### [Short exercise]
Please print exactly the lines running from the one that contains "of the green" to the end of the data, with both lines included.

Records of labeled points
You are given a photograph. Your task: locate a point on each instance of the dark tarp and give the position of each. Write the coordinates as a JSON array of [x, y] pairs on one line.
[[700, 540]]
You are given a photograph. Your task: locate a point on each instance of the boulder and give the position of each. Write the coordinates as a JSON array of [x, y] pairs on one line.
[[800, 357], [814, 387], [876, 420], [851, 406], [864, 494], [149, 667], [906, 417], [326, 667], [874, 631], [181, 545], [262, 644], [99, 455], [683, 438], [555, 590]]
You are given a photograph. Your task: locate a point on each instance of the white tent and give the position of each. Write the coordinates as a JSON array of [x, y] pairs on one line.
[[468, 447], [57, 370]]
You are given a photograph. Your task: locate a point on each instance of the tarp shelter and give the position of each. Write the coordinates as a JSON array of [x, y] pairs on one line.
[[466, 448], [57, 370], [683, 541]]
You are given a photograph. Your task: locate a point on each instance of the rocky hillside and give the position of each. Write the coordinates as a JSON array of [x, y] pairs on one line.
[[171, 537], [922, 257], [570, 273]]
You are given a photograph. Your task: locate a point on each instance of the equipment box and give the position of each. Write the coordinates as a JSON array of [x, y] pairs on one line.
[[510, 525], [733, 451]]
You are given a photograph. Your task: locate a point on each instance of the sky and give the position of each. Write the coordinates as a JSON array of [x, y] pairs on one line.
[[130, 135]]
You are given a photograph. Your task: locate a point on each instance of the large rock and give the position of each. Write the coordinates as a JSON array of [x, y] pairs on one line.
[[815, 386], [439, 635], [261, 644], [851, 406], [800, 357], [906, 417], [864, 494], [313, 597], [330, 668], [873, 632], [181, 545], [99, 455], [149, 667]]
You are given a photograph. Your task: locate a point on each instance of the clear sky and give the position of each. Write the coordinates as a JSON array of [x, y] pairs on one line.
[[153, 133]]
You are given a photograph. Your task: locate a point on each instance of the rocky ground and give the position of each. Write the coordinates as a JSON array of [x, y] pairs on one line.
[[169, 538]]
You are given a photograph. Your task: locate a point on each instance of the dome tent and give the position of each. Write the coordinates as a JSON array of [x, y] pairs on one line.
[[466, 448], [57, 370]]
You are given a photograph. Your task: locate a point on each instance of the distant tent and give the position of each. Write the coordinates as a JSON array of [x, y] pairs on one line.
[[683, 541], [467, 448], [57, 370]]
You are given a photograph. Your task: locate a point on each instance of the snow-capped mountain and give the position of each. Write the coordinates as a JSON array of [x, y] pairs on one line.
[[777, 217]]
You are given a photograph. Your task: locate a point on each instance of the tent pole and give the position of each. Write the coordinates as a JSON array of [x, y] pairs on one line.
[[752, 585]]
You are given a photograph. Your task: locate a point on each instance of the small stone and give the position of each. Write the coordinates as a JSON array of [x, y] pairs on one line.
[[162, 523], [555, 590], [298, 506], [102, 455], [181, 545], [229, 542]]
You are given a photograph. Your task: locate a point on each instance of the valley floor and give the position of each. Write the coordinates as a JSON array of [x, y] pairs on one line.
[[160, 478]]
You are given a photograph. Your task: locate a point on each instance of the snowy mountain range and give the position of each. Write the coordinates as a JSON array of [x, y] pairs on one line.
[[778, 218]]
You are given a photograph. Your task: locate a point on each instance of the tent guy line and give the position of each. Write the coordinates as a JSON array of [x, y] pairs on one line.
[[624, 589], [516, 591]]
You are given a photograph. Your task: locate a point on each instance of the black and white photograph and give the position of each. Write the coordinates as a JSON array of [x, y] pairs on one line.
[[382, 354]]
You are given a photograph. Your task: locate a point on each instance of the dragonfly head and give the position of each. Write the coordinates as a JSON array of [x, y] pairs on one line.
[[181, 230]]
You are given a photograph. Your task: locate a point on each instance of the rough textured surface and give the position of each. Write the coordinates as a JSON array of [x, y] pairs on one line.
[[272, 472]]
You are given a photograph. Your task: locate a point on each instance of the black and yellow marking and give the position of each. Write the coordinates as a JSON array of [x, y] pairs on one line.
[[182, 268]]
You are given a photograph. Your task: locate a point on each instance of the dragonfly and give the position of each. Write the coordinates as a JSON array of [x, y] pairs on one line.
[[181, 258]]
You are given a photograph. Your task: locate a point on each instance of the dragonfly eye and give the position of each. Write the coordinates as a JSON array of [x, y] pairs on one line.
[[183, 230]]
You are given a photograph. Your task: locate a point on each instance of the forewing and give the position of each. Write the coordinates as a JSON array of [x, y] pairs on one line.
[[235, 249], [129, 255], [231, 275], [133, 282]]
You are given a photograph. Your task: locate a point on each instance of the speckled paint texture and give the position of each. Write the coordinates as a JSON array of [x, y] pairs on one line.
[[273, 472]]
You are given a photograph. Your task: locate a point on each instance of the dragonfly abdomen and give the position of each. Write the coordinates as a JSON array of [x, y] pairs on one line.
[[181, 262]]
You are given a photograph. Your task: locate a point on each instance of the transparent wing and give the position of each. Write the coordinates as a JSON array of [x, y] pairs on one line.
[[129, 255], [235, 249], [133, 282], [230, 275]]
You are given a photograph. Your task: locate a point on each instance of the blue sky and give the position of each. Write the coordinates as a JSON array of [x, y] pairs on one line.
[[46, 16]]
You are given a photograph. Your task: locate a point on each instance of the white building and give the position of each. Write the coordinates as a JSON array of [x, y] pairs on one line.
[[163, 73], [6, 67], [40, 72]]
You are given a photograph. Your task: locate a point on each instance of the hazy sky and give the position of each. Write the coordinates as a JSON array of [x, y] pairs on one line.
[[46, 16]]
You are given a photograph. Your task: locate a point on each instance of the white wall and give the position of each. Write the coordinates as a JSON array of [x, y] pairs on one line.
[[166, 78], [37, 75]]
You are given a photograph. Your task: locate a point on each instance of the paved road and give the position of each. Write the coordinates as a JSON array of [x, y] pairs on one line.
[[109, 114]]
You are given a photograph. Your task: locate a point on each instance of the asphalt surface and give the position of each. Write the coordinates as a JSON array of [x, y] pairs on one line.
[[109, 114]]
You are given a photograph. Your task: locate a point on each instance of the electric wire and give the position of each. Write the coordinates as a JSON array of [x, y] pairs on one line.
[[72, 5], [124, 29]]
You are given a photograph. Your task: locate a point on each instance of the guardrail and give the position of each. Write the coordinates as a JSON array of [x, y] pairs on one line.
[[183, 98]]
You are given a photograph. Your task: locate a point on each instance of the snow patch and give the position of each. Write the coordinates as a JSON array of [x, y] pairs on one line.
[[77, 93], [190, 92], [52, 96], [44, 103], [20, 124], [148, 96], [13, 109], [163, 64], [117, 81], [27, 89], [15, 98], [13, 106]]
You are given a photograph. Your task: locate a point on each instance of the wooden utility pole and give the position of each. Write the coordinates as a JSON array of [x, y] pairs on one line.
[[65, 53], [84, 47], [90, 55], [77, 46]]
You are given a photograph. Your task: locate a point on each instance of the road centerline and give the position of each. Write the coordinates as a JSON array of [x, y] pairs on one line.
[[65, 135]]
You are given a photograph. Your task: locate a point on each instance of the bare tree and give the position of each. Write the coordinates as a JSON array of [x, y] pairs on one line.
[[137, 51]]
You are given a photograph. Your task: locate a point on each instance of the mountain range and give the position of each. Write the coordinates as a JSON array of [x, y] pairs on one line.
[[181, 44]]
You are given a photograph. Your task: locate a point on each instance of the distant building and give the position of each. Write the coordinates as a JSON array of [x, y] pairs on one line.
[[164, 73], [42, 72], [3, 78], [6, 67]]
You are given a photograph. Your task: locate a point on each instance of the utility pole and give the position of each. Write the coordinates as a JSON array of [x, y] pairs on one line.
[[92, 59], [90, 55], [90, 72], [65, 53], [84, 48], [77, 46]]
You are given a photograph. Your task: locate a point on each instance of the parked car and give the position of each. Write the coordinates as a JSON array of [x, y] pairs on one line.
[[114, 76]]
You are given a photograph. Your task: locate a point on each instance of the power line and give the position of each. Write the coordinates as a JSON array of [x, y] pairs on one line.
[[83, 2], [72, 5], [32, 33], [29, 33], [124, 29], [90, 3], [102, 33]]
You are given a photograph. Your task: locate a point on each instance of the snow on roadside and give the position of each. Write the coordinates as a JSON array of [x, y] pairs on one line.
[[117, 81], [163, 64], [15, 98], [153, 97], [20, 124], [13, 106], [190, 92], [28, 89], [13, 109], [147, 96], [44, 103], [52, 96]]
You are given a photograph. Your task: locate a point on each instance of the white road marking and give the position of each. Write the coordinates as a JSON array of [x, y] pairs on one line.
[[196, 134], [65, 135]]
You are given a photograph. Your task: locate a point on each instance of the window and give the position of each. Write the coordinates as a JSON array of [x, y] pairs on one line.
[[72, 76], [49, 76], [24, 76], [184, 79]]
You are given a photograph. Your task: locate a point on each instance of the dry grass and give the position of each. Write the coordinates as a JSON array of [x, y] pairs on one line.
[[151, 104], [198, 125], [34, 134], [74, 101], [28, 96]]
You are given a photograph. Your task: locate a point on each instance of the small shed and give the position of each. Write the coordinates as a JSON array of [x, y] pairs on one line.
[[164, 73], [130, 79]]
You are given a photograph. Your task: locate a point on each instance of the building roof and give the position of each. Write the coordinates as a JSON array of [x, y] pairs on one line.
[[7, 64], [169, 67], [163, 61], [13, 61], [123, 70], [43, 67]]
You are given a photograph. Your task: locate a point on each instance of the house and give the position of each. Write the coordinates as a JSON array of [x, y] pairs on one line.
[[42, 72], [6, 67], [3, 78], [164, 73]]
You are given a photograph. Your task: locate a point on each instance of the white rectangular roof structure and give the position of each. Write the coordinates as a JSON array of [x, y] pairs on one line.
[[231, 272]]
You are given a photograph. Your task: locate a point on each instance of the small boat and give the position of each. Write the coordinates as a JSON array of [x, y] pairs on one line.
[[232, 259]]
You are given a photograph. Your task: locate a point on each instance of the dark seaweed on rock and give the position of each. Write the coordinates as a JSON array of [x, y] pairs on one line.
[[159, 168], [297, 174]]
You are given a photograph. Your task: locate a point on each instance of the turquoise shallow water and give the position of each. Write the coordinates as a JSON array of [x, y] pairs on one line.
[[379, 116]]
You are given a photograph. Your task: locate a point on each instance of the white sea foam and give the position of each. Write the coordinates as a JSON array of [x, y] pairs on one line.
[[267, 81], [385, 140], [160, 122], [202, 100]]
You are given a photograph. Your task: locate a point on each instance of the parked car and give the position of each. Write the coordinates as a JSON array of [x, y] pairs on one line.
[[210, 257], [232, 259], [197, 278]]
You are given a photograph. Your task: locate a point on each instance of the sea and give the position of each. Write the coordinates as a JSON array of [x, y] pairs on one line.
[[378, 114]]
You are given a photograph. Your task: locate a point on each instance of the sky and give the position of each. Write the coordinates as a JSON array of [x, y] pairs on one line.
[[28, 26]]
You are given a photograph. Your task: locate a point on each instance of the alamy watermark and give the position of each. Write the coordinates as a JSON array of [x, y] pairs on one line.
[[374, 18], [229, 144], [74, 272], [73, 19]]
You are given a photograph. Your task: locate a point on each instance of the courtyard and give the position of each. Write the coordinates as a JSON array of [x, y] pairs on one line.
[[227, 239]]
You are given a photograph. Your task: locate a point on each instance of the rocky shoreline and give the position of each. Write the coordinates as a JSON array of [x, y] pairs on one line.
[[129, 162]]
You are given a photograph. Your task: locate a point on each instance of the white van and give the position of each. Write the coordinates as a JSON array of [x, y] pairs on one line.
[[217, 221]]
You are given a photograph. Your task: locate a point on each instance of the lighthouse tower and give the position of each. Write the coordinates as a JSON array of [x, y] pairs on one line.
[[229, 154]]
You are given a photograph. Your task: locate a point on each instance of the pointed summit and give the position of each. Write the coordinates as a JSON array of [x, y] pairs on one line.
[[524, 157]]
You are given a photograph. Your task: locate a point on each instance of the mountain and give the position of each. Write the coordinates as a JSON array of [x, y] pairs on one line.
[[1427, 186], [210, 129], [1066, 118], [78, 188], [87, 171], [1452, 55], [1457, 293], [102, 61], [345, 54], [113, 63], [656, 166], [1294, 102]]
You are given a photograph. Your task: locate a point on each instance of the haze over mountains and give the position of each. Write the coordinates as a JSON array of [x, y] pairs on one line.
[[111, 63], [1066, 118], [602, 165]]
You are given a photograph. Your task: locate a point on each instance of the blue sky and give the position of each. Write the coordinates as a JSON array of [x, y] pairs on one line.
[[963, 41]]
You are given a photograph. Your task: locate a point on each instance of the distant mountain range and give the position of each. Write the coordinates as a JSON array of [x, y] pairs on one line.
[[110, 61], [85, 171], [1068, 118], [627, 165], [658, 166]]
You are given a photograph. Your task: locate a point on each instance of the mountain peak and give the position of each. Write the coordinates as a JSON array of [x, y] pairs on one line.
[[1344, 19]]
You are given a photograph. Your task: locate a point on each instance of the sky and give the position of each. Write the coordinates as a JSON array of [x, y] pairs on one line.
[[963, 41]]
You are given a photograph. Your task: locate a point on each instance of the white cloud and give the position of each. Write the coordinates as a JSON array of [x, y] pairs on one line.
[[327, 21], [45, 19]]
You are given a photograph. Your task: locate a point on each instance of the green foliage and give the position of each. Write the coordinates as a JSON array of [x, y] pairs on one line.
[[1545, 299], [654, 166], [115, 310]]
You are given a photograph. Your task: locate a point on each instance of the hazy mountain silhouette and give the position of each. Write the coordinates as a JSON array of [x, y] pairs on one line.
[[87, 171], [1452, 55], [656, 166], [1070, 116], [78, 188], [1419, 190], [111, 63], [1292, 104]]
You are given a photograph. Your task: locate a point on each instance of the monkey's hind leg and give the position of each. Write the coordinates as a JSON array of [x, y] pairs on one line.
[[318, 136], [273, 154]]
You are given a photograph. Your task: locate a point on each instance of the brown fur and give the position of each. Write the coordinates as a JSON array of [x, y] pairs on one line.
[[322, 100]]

### [Reply to the exercise]
You are given a photograph. Your task: locate a point on each instance of the green foliage and give the position of each. Write the coordinates as a JSON array of [x, y] pairs on one line.
[[1545, 299], [654, 166], [115, 310]]
You are given a photograph. Your task: locate a point on each instance of the hazy mountain silhouette and give the position of each. Write the coordinates as a JSON array of [x, y] pairs on one line.
[[87, 171], [1452, 55], [656, 166], [1070, 116], [78, 188], [1419, 190], [111, 63], [1292, 104]]
You are given a photograph. Your task: locate a point on each instance of the monkey's hind leg and give the position of each. Write the coordinates as a JSON array of [x, y] pairs on one line.
[[318, 136], [273, 154]]
You are given a photograph. Your task: locate a point on each instance of the brown fur and give the position of each. Write the coordinates as a JSON array of [x, y] pairs on one line.
[[322, 100]]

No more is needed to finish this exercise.